*** SUPPLIED MATERIAL ***

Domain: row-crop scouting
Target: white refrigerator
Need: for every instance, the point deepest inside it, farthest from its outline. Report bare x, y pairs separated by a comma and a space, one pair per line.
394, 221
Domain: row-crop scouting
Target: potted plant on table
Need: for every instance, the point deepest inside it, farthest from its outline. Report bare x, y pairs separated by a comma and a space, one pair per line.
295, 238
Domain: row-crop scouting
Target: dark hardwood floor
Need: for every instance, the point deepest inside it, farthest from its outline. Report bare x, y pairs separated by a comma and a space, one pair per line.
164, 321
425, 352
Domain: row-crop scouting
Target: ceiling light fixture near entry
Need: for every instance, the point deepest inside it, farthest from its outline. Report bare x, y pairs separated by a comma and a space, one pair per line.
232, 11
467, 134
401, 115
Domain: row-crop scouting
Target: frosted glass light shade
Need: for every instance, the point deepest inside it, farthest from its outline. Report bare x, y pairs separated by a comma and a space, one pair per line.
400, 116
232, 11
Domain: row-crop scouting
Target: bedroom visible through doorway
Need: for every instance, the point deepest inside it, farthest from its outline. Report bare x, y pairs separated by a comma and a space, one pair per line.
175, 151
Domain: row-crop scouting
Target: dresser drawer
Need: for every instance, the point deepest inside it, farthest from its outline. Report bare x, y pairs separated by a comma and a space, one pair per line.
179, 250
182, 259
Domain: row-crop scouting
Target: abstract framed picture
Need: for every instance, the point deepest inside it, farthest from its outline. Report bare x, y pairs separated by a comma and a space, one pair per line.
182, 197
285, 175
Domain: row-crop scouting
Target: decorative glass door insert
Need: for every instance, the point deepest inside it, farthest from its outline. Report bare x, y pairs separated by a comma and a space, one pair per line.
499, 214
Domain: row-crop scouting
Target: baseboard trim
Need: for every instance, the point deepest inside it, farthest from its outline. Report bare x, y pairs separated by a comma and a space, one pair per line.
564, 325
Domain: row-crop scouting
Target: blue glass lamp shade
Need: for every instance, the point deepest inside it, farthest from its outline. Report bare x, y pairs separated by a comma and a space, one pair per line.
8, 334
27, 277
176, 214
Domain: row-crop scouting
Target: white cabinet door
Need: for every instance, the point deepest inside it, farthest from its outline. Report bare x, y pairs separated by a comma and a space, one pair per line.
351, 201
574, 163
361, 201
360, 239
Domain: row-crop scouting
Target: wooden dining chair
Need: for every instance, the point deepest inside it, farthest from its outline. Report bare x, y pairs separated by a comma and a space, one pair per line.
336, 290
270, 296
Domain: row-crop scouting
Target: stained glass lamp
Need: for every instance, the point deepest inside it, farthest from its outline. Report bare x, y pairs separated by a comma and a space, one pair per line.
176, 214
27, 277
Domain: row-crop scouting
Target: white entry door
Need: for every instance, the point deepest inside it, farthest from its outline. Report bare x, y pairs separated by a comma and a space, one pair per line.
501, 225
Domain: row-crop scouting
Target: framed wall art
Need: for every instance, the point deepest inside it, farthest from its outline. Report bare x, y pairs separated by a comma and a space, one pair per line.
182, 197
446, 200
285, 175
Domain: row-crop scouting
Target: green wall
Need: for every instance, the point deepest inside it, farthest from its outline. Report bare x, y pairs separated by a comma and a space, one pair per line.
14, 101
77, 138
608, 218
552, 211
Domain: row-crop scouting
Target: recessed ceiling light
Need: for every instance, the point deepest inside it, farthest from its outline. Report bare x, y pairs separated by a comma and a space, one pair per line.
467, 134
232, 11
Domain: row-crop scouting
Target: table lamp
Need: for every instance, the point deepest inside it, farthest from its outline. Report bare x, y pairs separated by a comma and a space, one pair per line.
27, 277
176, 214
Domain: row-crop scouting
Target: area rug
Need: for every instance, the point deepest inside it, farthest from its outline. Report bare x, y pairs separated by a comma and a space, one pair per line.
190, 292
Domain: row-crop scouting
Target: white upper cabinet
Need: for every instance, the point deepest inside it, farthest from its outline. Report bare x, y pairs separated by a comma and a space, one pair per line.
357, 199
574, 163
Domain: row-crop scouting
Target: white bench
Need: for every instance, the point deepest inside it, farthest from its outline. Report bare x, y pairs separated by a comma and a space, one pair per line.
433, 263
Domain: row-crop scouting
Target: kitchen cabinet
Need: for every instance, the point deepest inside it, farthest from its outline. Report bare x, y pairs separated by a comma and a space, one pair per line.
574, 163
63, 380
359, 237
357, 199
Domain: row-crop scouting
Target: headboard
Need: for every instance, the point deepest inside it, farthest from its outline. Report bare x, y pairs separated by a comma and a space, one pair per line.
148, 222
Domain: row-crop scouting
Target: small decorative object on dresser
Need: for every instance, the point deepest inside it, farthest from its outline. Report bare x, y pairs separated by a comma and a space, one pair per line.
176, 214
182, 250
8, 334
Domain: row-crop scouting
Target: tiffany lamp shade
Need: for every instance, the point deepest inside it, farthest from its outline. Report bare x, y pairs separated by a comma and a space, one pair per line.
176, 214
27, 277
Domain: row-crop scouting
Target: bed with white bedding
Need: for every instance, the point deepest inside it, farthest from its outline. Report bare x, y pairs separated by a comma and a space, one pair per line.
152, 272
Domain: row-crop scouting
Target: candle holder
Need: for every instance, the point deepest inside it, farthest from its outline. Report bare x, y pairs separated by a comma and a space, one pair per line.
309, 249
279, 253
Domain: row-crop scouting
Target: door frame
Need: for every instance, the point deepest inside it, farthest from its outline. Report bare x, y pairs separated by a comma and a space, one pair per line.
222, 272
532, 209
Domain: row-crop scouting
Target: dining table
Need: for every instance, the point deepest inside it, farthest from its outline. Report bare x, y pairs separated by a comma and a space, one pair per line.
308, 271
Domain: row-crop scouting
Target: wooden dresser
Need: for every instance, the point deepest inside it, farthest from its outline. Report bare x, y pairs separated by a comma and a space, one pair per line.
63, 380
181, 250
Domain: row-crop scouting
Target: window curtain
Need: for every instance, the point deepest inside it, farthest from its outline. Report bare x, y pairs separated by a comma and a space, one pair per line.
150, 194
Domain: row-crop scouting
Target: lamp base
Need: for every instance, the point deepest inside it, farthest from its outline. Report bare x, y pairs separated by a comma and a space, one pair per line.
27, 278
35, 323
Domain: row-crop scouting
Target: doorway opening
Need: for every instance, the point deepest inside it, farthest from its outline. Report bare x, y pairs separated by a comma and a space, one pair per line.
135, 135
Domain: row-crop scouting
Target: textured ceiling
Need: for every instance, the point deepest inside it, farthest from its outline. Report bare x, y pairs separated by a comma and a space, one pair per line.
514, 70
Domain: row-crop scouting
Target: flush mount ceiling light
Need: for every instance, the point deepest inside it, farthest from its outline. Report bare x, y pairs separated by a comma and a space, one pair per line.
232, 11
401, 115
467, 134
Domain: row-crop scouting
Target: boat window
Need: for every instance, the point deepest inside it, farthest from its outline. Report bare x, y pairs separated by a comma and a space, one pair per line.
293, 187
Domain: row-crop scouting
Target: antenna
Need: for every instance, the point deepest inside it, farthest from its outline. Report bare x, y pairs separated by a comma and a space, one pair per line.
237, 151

***

YOUR OBJECTIVE
Every entry in the listing must be retyped exactly.

RIGHT ANSWER
Domain: row-crop scouting
Target: white refrigerator
Need: for every instance, the point deepest inside it, farthest from its outline. Report bare x, y pairs separated by a comma and a space, one pair per line.
394, 221
Domain: row-crop scouting
Target: potted plant on table
Need: for every instance, the point deepest inside it, farthest from its outline. Report bare x, y pairs separated by a comma and a space, one pair per line.
295, 238
Domain: row-crop scouting
Target: dark hardwood floor
Need: for every instance, the point deepest inside it, farthest from its outline. Report bare x, y pairs separated by a comma and a space, one pair per line.
164, 321
425, 352
Domain: row-crop scouting
Target: ceiling light fixture near entry
Need: for every instance, the point deepest inside it, farthest from its outline. Report bare x, y pairs separated by a comma and a space, one pair per line.
232, 11
467, 134
401, 115
Domain: row-crop scouting
Target: frosted glass light shade
Need: for every instance, the point deepest inside it, farthest from its outline. Report bare x, y pairs separated by a comma and a space, one pair per line.
400, 116
232, 11
Domain: row-crop scouting
Target: bedroom visible through doorway
Need: for every instance, the point deepest inside it, farthest from its outline. Report bare x, y pairs separated by a comma and a space, one pair per line.
175, 151
Domain: row-crop scouting
Target: dresser drawer
Need: for every instance, the point deepest inside it, farthest from its outline. Report bare x, y pairs separated by a comma and a space, one pair per line.
179, 250
182, 259
Domain: row-crop scouting
Target: abstract framed picture
Need: for every instance, the point deepest inside it, farthest from its outline. Report bare x, y pairs separated by a comma and a space, one pair per line.
182, 197
285, 175
Domain: row-crop scouting
Target: decorative glass door insert
Need: for every instance, the point deepest inside it, farthest from its outline. Report bare x, y pairs separated by a comma and a space, one pair per line.
499, 214
Domain: row-crop scouting
Target: baseboard trim
Need: for every instance, the point deepest inside it, farthest from its outline. Report bare x, y pairs separated by a comma and a space, one pair per line.
564, 325
Domain: row-crop scouting
Target: blue glass lamp shade
Need: for every instance, the point deepest inside it, farthest from its outline. Report bare x, y pairs separated by a comma and a space, one pair per line.
8, 334
27, 277
176, 214
Domain: row-crop scouting
Target: white cabinet door
Need: for every instance, the point deepest inside it, farthest from its outline. Report bare x, y pairs separated by a comma and a space, one pair per line.
351, 201
574, 163
361, 201
360, 239
Domain: row-crop scouting
Target: wooden dining chair
Need: for every instance, the point deepest inside it, farthest from its outline. Report bare x, y pairs separated by a comma and a space, one pair per line.
336, 290
270, 296
Domain: row-crop scouting
Target: stained glass lamp
Need: for every instance, the point deepest inside it, farthest from its outline. Report bare x, y pairs separated by a comma and a space, one pair per line.
176, 214
27, 277
Domain: row-crop scouting
Target: white entry door
Need: for every instance, the point deepest inside it, farthest from its outline. Report bare x, y pairs separated by a comma and a space, one pair per line.
501, 225
Domain: row-crop scouting
Target: framed wall art
Need: for every instance, the point deepest inside it, farthest from its outline. Report bare x, y pairs separated by a comma and a space, one pair per line.
182, 197
446, 200
285, 175
Domain: row-crop scouting
Target: green wall
Need: for every instance, the point deepest inside it, farthest from its outline. Report bare x, y pairs separated by a comma and a space, one pair per line.
14, 101
77, 138
608, 218
552, 211
Domain: row-crop scouting
Target: recessed ceiling light
Need: for every instance, the point deepest inside it, farthest from its outline. Report bare x, y pairs separated by a comma and a space, one pair per line.
467, 134
232, 11
Domain: row-crop scouting
Target: table lamp
Need: for every instance, the point deepest inside it, farthest from its outline. Report bare x, y pairs separated by a comma and a space, one pair per line.
27, 277
176, 214
Domain: row-crop scouting
Target: area rug
Need: for every instance, the point deepest inside it, farthest from its outline. Report bare x, y pairs separated by a comma and a space, one pair per line.
190, 292
Domain: row-crop scouting
Target: white upper cabinet
Need: for every instance, the point deepest inside it, farthest from its outline. Report bare x, y pairs separated by a comma and a space, one pair per line.
357, 199
574, 163
Domain: row-crop scouting
Target: white bench
Need: for every instance, the point deepest inside it, farthest from its outline. Report bare x, y pairs separated by a comma and a space, one pair per line.
433, 263
Domain: row-crop scouting
Target: kitchen cabinet
Need: for every instance, the point deepest inside it, farthest from its outline. Report bare x, y pairs separated by a comma and a space, one pair per line.
574, 163
63, 380
359, 237
357, 199
Domain: row-crop scouting
Target: headboard
Need: for every instance, the point deepest inside it, farthest from its outline. Report bare x, y pairs separated by a comma and a space, one pair per line.
148, 222
Domain: row-crop scouting
Target: small decorative object on dresser
Need: for every instance, the point deepest inside it, farthest from its outline. Report bare x, y pairs separated by a comma and a space, one pair per line.
176, 214
182, 250
8, 334
Domain: row-crop scouting
Target: tiffany lamp shade
Need: for every instance, the point deepest inside it, farthest from its outline. Report bare x, y pairs separated by a comma and a space, one pair per line.
176, 214
27, 277
Domain: row-crop scouting
Target: bed with white bedding
Need: for every instance, the point deepest inside it, farthest from its outline. Report bare x, y pairs separated by a comma and a space, one pair per line.
152, 272
Domain: row-crop scouting
Target: candle holder
Need: for every instance, the point deepest inside it, farthest from its outline. Report bare x, y pairs separated by a comma and a space, one pair per line.
309, 249
279, 253
Domain: row-crop scouting
Target: door frame
Need: for every instance, the point deepest inside it, farthest from its outline. Report bare x, y pairs separated by a comma and a space, one pair per line.
222, 272
532, 209
Domain: row-crop scouting
Target: dining table
Need: for every instance, the point deepest inside it, farthest from its outline. Report bare x, y pairs separated by a comma and a space, one pair per line.
308, 271
Domain: row-crop scouting
Target: wooden dresser
Need: for every instance, the point deepest inside it, farthest from its outline. Report bare x, y pairs separated by a comma and a space, one pair per line.
63, 380
181, 250
Domain: row-crop scouting
Target: window curtain
Need: for every instance, the point deepest inside it, farthest from its outline. Report bare x, y pairs separated by a comma and a space, one pair per line.
150, 194
Domain: row-crop scouting
Target: lamp base
Need: for every instance, the point deepest inside it, farthest from its outline. Report bare x, y pairs separated by a comma and a space, one pair per line.
27, 278
35, 323
Domain: row-crop scouting
Target: doorway opening
Need: for every instance, the point deepest inside it, farthest from its outline. Report bare x, y pairs separated by a comma and a space, one pair per line.
135, 135
Domain: row-crop scouting
Target: textured ceiling
Need: for every instance, the point deepest inside it, farthest from its outline. Report bare x, y pairs separated by a comma and a space, one pair per line.
514, 70
Domain: row-crop scouting
Target: flush mount ceiling light
Need: for every instance, the point deepest inside it, farthest from its outline. Report bare x, y pairs separated by a comma and a space, one pair per line.
232, 11
401, 115
467, 134
Domain: row-crop scouting
Target: boat window
Need: for every instance, the point deepest inside it, farthest from its outline. Report bare x, y pairs separated by a comma and a space, one pair per line.
293, 187
Domain: row-crop scouting
Target: antenna
Need: for every instance, the point deepest inside it, farthest from its outline. Report bare x, y pairs separated by a comma and a space, one pair per line.
237, 151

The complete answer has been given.